_AIM OF THE TASK_
Pull out every line in the records below that contains the string "building". Case matters.

_RECORD EXTRACTS_
· · ·

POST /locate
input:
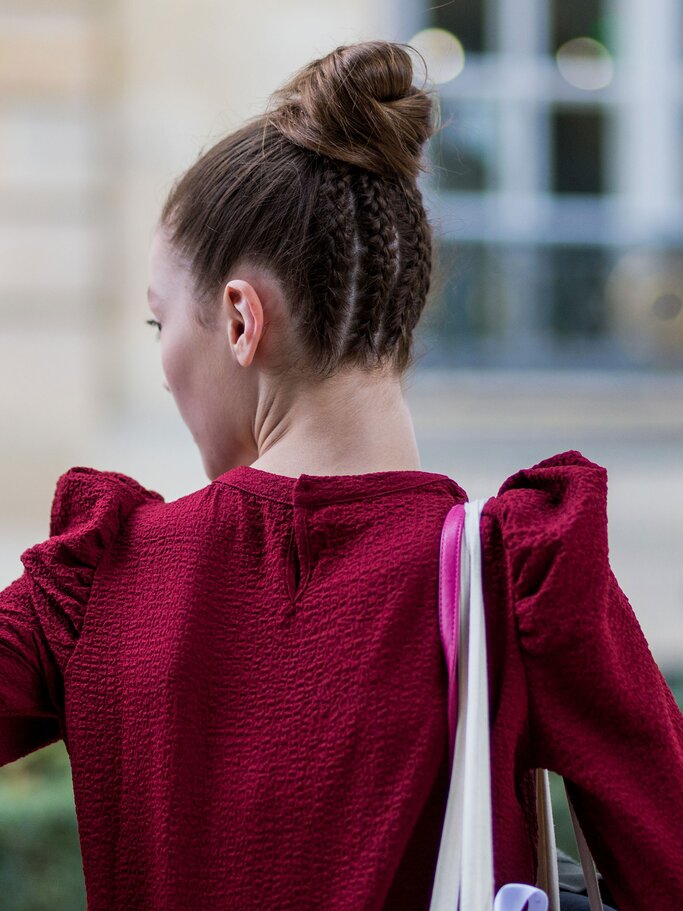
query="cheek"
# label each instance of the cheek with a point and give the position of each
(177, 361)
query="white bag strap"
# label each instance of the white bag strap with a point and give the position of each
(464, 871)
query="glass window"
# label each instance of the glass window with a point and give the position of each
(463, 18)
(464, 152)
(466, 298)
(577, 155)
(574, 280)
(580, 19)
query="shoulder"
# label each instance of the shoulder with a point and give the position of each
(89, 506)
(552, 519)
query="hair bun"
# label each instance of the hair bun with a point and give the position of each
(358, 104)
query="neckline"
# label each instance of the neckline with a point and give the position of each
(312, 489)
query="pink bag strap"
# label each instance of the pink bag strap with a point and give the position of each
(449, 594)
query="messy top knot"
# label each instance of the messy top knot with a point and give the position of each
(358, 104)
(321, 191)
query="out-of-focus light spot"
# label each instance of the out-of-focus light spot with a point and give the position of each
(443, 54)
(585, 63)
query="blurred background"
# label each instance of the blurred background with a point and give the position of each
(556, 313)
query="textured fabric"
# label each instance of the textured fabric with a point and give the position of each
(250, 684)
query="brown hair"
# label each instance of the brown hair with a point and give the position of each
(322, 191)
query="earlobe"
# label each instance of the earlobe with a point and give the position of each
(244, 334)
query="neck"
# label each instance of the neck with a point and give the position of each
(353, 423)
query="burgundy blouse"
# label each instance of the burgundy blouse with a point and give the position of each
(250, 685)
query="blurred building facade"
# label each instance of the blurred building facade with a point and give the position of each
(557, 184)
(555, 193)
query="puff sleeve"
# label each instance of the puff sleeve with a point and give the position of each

· · ·

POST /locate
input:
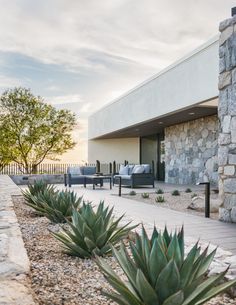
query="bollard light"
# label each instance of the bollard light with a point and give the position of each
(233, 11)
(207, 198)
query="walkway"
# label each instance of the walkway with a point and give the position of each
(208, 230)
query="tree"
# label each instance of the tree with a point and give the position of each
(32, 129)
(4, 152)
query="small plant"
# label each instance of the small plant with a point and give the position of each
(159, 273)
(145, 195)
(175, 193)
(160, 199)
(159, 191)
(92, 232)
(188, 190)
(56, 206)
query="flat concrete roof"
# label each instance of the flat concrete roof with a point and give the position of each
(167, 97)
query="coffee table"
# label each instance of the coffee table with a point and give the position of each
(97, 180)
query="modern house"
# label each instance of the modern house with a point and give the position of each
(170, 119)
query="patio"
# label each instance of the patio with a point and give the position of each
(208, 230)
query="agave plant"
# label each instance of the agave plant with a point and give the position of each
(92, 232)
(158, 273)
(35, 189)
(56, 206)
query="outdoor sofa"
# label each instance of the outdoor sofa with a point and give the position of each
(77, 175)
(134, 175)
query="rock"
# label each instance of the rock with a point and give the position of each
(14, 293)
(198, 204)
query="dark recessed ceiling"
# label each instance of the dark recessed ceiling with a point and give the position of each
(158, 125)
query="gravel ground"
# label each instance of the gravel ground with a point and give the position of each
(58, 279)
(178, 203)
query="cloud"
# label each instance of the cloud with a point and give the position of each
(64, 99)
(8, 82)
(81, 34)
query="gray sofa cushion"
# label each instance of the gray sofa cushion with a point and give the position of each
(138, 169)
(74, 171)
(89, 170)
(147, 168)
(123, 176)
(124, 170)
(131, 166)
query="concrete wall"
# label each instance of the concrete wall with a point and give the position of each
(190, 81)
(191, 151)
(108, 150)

· · ·

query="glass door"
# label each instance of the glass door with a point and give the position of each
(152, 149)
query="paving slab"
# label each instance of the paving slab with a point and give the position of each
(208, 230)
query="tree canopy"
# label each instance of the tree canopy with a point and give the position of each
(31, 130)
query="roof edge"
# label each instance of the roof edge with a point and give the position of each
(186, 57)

· · ·

_FULL SOLUTION_
query="blurred building facade"
# label each instance of the blurred building facade with a point and give the position of each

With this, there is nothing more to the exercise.